- _Written problem A_
Reproduce verbatim the entire text about Green Day's punk credentials.

- _Page excerpt_
::::::::::

For years I’ve thought this question was more irrelevant than the American Music Awards.  Isn’t “punk” just supposed to mean loud, fast, catchy songs with a frequently irreverent attitude?  And yet, in the wake of his recent tirade at a very non-punk music festival, lots of internet people are once again debating the punkness of Billie Joe, and only 63% of these people are trolling and/or being ironic.  So it seems we must settle this, once and for all, or at least until Green Day’s next album comes out in November.

Fuckin’ 19-Eighty-Fuckin-8: Billie Joe starts a band called Sweet Children with fellow guitarist Mike Dirnt. Though it starts as a 4-piece, the original bass player soon leaves and Dirnt takes over on bass, making Sweet Children a 3-piece, and we all know 3 is the punkest number of people to have in your band.  Also, while Sweet Children may not sound like a punk name, what if “sweet” is meant to describe how they taste?  That would be punk.  +3 Punk Points

1989: Sweet Children changes its name to Green Day, a reference to how much the band loves smoking weed.  Smoking weed is kind of punk, but not quite as punk as methamphetamine.  + 2 Punk Points (5 Total)

1991: Green Day releases 1,039/Smoothed Out Slappy Hours, a compilation of their earliest recordings.  The album contains a few very good songs (“Going To Pasalacqua,” “Paper Lanterns,” “409 In Your Coffeemaker”), but most of the other songs are merely fast and loud without being very catchy or irreverent.  The punkest track on the album is a cover of Operation Ivy’s “Knowledge,” which is not nearly as fast or loud as the original, which makes it extremely irreverent and thus, fairly punk.  Minus 1 Punk Point (4 Total)

::::::::::

Point annotation dataset records
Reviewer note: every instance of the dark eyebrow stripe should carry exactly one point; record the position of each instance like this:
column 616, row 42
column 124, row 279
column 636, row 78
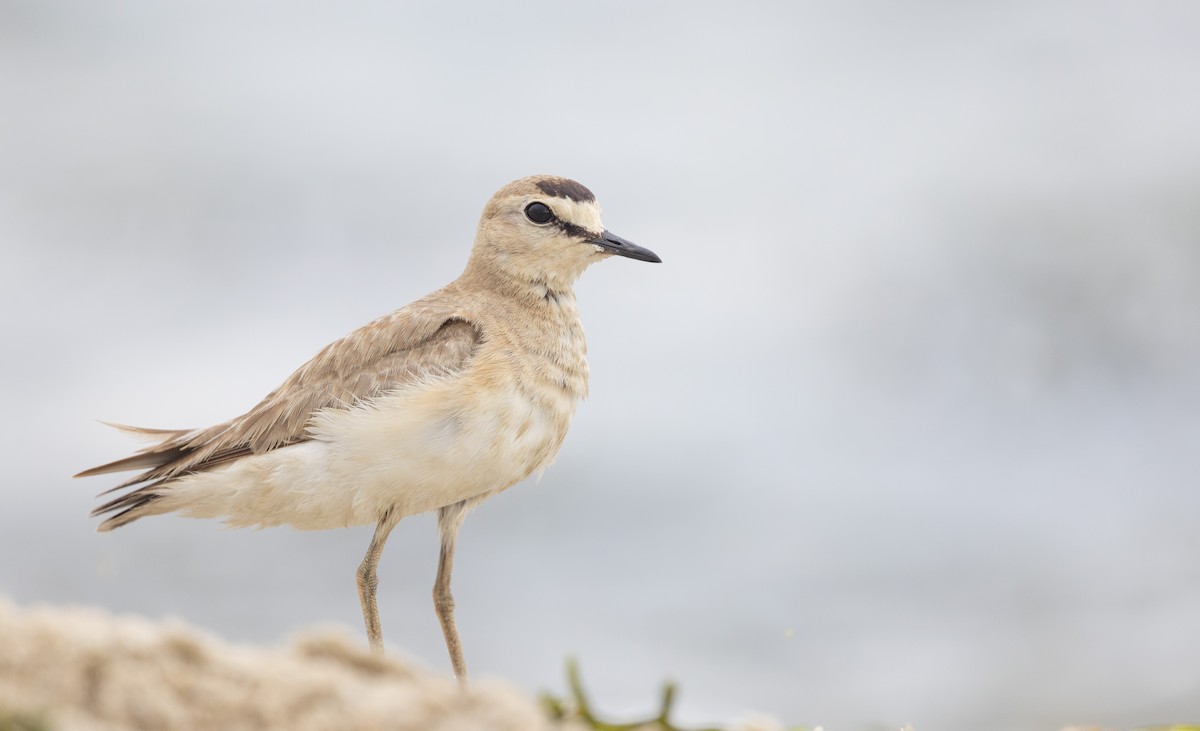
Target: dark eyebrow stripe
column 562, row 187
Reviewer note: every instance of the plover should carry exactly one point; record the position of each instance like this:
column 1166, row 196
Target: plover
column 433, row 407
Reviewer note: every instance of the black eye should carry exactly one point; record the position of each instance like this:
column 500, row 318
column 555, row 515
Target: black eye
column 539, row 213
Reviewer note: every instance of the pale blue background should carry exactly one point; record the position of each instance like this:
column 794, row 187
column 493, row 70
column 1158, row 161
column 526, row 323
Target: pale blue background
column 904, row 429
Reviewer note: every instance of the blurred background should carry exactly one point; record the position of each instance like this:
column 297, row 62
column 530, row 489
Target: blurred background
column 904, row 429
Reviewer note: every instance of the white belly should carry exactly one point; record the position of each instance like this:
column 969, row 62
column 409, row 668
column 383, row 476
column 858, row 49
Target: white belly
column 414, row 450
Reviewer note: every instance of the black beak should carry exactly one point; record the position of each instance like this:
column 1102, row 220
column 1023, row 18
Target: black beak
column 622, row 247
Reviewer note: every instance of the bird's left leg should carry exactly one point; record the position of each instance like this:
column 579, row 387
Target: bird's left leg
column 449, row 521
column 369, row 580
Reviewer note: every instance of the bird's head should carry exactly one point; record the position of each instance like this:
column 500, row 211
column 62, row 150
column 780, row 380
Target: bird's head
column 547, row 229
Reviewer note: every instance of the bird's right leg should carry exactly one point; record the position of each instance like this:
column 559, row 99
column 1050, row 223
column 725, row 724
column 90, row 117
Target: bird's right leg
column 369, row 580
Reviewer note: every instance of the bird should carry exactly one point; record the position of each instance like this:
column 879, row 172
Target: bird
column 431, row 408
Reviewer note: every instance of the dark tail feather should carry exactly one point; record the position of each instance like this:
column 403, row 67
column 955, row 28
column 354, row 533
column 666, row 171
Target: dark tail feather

::::::::::

- _Written problem B_
Rewrite everything in the records from their first line down to and including the line containing "column 562, row 187", with "dark eyebrow stripe" changed to "dark brow stripe" and nothing else altered. Give only those lines, and leave the pictures out.

- _Full solution A_
For years I’ve thought this question was more irrelevant than the American Music Awards.  Isn’t “punk” just supposed to mean loud, fast, catchy songs with a frequently irreverent attitude?  And yet, in the wake of his recent tirade at a very non-punk music festival, lots of internet people are once again debating the punkness of Billie Joe, and only 63% of these people are trolling and/or being ironic.  So it seems we must settle this, once and for all, or at least until Green Day’s next album comes out in November.

Fuckin’ 19-Eighty-Fuckin-8: Billie Joe starts a band called Sweet Children with fellow guitarist Mike Dirnt. Though it starts as a 4-piece, the original bass player soon leaves and Dirnt takes over on bass, making Sweet Children a 3-piece, and we all know 3 is the punkest number of people to have in your band.  Also, while Sweet Children may not sound like a punk name, what if “sweet” is meant to describe how they taste?  That would be punk.  +3 Punk Points

1989: Sweet Children changes its name to Green Day, a reference to how much the band loves smoking weed.  Smoking weed is kind of punk, but not quite as punk as methamphetamine.  + 2 Punk Points (5 Total)

1991: Green Day releases 1,039/Smoothed Out Slappy Hours, a compilation of their earliest recordings.  The album contains a few very good songs (“Going To Pasalacqua,” “Paper Lanterns,” “409 In Your Coffeemaker”), but most of the other songs are merely fast and loud without being very catchy or irreverent.  The punkest track on the album is a cover of Operation Ivy’s “Knowledge,” which is not nearly as fast or loud as the original, which makes it extremely irreverent and thus, fairly punk.  Minus 1 Punk Point (4 Total)

- _Full solution B_
Reviewer note: every instance of the dark brow stripe should carry exactly one point; record the position of each instance like this:
column 616, row 42
column 124, row 279
column 636, row 78
Target: dark brow stripe
column 562, row 187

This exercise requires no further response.